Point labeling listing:
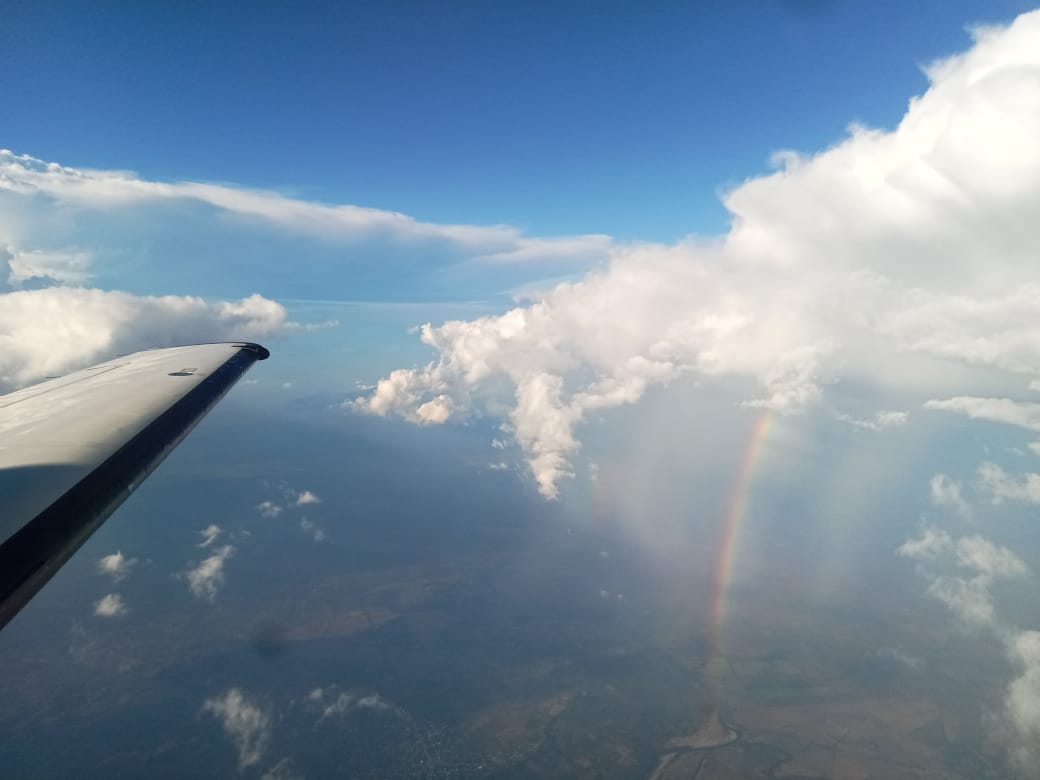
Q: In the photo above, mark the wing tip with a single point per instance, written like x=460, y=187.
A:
x=262, y=353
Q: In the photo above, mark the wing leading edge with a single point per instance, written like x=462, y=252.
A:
x=73, y=448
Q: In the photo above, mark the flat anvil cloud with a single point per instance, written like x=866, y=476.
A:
x=52, y=331
x=78, y=226
x=916, y=241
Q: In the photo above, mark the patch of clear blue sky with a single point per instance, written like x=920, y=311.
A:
x=555, y=117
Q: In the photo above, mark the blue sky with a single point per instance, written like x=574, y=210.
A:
x=555, y=118
x=560, y=239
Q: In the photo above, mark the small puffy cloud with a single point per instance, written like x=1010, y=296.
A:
x=932, y=543
x=111, y=605
x=207, y=578
x=1004, y=487
x=53, y=331
x=209, y=535
x=944, y=491
x=117, y=566
x=307, y=497
x=879, y=259
x=268, y=509
x=977, y=564
x=245, y=723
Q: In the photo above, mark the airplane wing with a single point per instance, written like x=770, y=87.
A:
x=73, y=448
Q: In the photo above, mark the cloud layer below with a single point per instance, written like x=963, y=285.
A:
x=878, y=259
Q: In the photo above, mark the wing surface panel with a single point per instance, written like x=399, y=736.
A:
x=74, y=447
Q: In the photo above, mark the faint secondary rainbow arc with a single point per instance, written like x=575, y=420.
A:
x=736, y=511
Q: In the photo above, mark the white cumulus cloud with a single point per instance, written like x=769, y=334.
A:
x=207, y=578
x=860, y=261
x=117, y=566
x=52, y=331
x=245, y=723
x=111, y=605
x=307, y=497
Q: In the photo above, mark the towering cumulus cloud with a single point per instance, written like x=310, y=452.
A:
x=919, y=240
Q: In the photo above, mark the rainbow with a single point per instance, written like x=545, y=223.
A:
x=736, y=511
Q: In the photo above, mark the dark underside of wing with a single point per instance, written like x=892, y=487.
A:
x=66, y=498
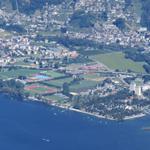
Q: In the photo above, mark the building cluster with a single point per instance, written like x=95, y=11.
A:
x=138, y=87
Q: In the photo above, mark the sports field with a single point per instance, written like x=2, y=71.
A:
x=116, y=60
x=14, y=73
x=40, y=89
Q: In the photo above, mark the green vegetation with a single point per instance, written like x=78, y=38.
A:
x=116, y=60
x=53, y=74
x=14, y=73
x=59, y=82
x=56, y=98
x=82, y=85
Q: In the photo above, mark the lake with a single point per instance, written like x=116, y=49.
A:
x=35, y=126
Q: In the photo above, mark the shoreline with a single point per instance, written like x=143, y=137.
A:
x=84, y=112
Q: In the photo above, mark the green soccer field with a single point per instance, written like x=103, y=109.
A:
x=116, y=60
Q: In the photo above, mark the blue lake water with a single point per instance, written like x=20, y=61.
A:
x=34, y=126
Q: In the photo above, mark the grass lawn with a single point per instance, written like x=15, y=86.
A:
x=39, y=89
x=59, y=82
x=116, y=60
x=84, y=84
x=93, y=77
x=53, y=74
x=17, y=72
x=56, y=98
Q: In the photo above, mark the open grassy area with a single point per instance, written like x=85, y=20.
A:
x=53, y=74
x=39, y=89
x=59, y=82
x=116, y=60
x=14, y=73
x=83, y=85
x=57, y=98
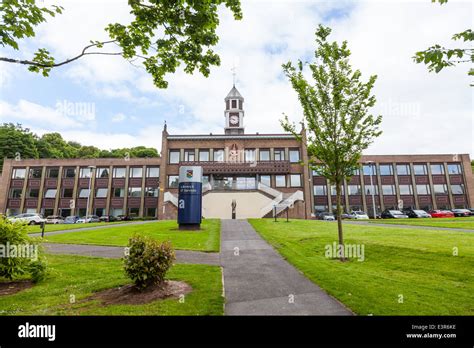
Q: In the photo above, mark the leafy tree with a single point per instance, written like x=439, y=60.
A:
x=336, y=114
x=438, y=57
x=162, y=35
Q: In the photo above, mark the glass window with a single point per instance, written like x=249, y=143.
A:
x=386, y=169
x=437, y=169
x=35, y=173
x=454, y=168
x=119, y=172
x=403, y=169
x=264, y=155
x=173, y=181
x=420, y=169
x=279, y=154
x=19, y=173
x=101, y=193
x=136, y=172
x=406, y=189
x=153, y=172
x=174, y=156
x=280, y=180
x=295, y=180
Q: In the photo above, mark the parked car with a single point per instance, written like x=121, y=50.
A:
x=54, y=219
x=461, y=212
x=393, y=214
x=415, y=213
x=29, y=218
x=88, y=219
x=441, y=213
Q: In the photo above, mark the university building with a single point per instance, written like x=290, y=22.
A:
x=262, y=173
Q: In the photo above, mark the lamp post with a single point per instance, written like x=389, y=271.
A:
x=89, y=194
x=372, y=186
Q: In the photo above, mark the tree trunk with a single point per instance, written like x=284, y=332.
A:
x=339, y=221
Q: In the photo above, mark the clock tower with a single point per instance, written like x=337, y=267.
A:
x=234, y=112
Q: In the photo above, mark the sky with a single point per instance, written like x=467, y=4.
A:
x=107, y=102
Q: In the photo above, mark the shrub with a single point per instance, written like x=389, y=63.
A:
x=148, y=261
x=14, y=238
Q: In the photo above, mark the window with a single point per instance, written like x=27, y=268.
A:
x=136, y=172
x=134, y=191
x=119, y=172
x=173, y=181
x=50, y=193
x=102, y=173
x=84, y=193
x=280, y=180
x=15, y=193
x=219, y=155
x=295, y=180
x=52, y=173
x=294, y=155
x=437, y=169
x=405, y=189
x=423, y=189
x=388, y=190
x=279, y=154
x=457, y=189
x=174, y=156
x=153, y=172
x=386, y=169
x=265, y=180
x=69, y=173
x=249, y=155
x=420, y=169
x=35, y=173
x=441, y=189
x=101, y=193
x=67, y=193
x=19, y=173
x=319, y=190
x=151, y=192
x=264, y=155
x=454, y=168
x=189, y=155
x=403, y=169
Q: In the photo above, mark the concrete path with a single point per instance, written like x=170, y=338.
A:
x=258, y=281
x=182, y=256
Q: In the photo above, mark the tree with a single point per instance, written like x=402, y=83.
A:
x=162, y=35
x=438, y=57
x=336, y=114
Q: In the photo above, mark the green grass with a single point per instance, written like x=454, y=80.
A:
x=82, y=276
x=59, y=227
x=418, y=264
x=460, y=222
x=207, y=239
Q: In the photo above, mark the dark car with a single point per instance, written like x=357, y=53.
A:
x=393, y=214
x=415, y=213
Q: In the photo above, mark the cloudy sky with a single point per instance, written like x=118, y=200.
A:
x=423, y=112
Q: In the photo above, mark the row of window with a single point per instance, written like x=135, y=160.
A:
x=218, y=155
x=405, y=169
x=86, y=172
x=84, y=193
x=458, y=189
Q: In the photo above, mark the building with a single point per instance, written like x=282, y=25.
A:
x=261, y=173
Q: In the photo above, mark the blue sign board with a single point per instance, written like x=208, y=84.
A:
x=190, y=195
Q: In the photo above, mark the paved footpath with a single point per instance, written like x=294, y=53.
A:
x=258, y=281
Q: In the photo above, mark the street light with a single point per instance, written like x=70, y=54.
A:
x=89, y=194
x=372, y=185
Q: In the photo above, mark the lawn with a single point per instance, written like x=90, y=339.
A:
x=417, y=264
x=82, y=276
x=207, y=239
x=460, y=222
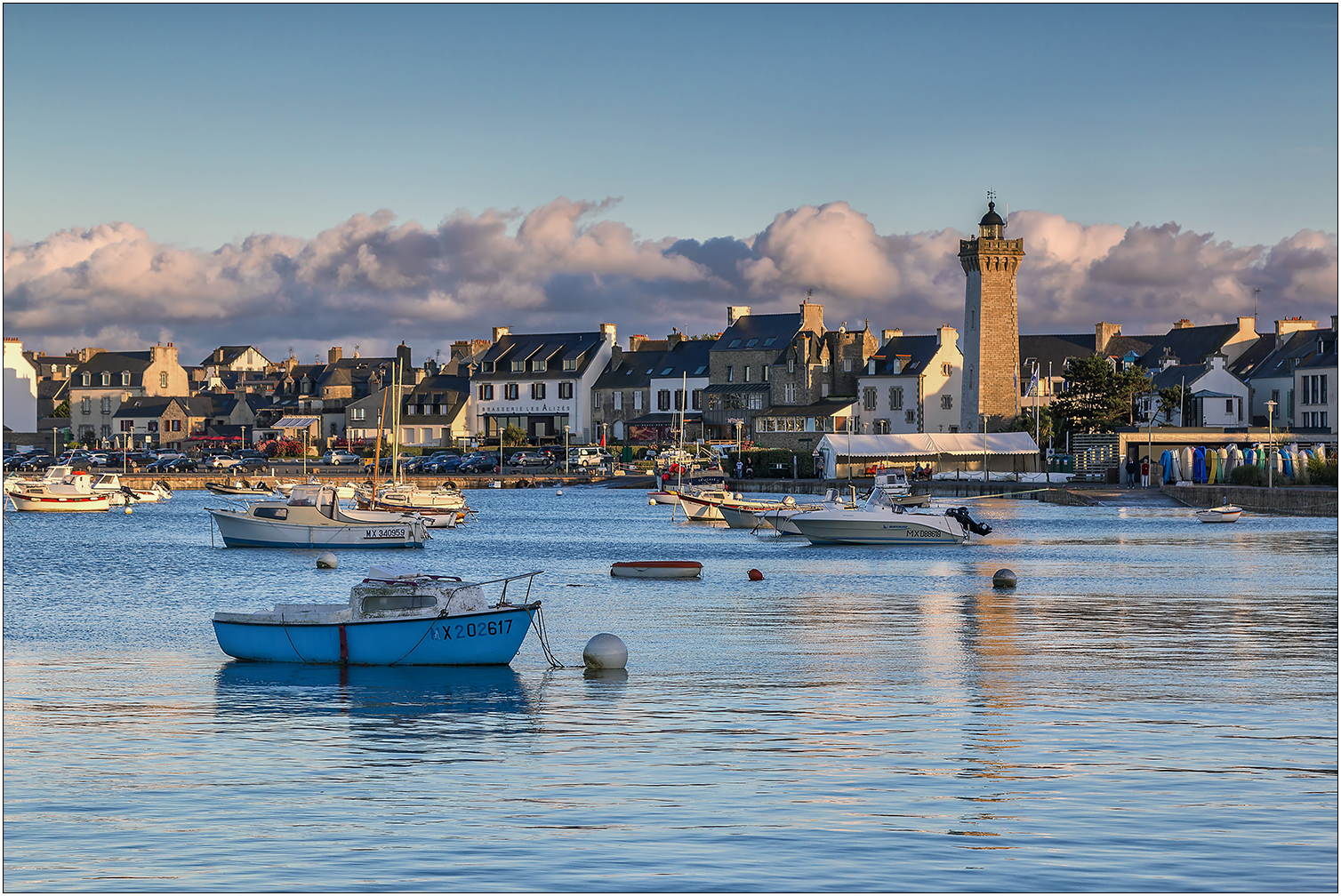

PROBLEM DETAILS: Can you recast the listing, from its start through the line containing "x=560, y=239" (that line included), as a JSON list of strings with one string per line? Leave out blank lines and the pictures.

RESULT OF THIS TASK:
[
  "Q: In the photo above, mark the wing tip with a single point per instance, written like x=460, y=187.",
  "A:",
  "x=262, y=353",
  "Q: In the photo above, mark the wing leading edge with a single point per instance, written like x=462, y=252.",
  "A:",
  "x=73, y=448",
  "Q: In the photo above, mark the flat anvil cloud with a single point per instance, written like x=866, y=476.",
  "A:",
  "x=52, y=331",
  "x=78, y=226",
  "x=916, y=241",
  "Q: In the photo above, mark the patch of clear blue sky with a single point per instance, written like x=920, y=311.",
  "A:",
  "x=555, y=117",
  "Q: In the photo above, mark the blue sky with a single point per instance, written like x=574, y=210.",
  "A:",
  "x=555, y=118",
  "x=560, y=239"
]